**REQUIREMENT:** Pick out every line in the items below that contains the word "QUERY", and copy each of those lines in full. The match is case-sensitive.

**SUPPLIED MATERIAL:**
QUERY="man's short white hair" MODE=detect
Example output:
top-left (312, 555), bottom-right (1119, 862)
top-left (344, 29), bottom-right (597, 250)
==
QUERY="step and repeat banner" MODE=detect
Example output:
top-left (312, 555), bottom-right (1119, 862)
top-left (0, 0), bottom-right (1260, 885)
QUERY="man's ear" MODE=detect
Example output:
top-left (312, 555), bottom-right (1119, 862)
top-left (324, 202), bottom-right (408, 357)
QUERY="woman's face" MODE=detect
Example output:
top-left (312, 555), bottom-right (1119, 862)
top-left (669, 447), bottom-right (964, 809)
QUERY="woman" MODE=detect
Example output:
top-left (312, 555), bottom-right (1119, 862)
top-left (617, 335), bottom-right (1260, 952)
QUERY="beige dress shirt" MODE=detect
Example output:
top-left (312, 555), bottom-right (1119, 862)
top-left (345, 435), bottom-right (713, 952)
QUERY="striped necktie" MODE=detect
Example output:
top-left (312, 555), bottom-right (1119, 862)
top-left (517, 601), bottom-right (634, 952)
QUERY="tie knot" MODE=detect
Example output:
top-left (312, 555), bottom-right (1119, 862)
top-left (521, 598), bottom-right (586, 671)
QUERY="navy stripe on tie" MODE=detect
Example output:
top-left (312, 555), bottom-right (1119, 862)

**WORKED SOLUTION:**
QUERY="man's short white hair" MODE=detect
QUERY="step and repeat banner" MODE=detect
QUERY="man's ear" MODE=detect
QUERY="woman's face" MODE=detect
QUERY="woman" MODE=detect
QUERY="beige dress shirt" MODE=detect
QUERY="striped necktie" MODE=detect
QUERY="tie knot" MODE=detect
QUERY="navy stripe on tie" MODE=detect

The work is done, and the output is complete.